■ INSTRUÇÕES DO EXERCÍCIO
Extraia do trecho sobre a biografia de Robert Ames, sem mudar nada, a parte que vai de "Durante a entrevista, Bird" até "de Robert Ames.", incluindo essas palavras.

■ TRECHO SELECIONADO
------------

Durante a entrevista, Bird lamentou que a CIA tivesse mantido confidenciais documentos que poderiam iluminar ainda mais as várias narrativas contidas nas 430 páginas da biografia de Robert Ames.
“Gostaria de pensar que The Good Spy revela aos leitores o que significa, na realidade, ser um espião”, disse. “A profissão é desmistificada. Outros livros meus foram críticos da CIA, mas aprendi, com a vida de Robert Ames, que um agente clandestino da CIA pode, por vezes, chegar onde um normal diplomata está impedido de ir. Ele podia falar com “tipos maus” com armas – e tentar entender o que os levava a usar as armas.”
“Um bom espião pode conhecer as intenções e motivações humanas. E isso é uma peça de intelligence de valor incalculável. A minha biografia de Ames poderia ter sido enriquecida se a CIA tivesse concordado em levantar a confidencialidade de alguns dos memorandos e telegramas de Ames. Mas todos os meus pedidos foram recusados”.
Mesmo sem ajuda em Langley (a sede da CIA), Bird dá informações que eram desconhecidas. Resolve, por exemplo, o mistério do desaparecimento do Imã Musa al-Sadr, que nunca mais fora visto após uma visita à Líbia de Khadafi, em 1978.

------------

■ LINHAS DE DADOS
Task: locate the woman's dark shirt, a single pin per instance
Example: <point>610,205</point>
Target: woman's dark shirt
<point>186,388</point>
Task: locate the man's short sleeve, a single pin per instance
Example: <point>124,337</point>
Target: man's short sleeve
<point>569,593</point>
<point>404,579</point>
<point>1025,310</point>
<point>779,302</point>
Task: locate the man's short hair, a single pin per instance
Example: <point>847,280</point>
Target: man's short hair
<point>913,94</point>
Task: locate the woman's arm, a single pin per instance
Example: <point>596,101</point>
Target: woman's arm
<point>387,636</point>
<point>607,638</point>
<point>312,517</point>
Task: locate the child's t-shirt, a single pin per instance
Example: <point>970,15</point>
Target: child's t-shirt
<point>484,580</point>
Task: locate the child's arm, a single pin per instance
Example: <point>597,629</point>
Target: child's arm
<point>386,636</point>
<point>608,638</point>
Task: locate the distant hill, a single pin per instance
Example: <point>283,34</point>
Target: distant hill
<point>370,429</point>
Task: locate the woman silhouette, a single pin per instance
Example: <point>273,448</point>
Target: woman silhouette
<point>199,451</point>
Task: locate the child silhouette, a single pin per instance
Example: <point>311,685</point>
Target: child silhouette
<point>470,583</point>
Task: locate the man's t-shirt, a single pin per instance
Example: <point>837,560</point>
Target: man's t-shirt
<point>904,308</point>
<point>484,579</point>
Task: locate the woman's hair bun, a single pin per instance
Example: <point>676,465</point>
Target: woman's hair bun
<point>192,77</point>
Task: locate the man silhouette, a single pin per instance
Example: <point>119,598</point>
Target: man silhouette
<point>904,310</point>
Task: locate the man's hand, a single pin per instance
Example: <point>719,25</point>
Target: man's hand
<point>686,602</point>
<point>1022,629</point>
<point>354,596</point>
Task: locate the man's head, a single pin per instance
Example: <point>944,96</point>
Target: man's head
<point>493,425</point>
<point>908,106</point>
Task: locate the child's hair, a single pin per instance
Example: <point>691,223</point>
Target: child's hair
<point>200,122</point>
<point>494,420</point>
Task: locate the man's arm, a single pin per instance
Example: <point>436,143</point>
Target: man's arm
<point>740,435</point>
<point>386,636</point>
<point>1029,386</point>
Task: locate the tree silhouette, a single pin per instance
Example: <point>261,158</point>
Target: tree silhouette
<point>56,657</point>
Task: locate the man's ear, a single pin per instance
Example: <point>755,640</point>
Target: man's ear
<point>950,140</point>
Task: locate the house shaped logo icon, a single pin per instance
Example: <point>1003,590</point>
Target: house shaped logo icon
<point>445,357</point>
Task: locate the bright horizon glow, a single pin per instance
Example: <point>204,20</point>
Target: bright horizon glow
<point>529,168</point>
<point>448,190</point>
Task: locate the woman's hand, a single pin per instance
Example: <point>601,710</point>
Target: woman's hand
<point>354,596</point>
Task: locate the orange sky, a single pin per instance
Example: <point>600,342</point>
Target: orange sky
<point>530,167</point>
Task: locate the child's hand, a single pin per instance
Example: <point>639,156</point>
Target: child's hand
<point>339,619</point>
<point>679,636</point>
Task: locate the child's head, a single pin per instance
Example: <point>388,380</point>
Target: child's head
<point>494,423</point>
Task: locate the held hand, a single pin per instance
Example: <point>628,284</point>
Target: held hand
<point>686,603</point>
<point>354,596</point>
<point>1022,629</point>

------------

■ RESPOSTA
Durante a entrevista, Bird lamentou que a CIA tivesse mantido confidenciais documentos que poderiam iluminar ainda mais as várias narrativas contidas nas 430 páginas da biografia de Robert Ames.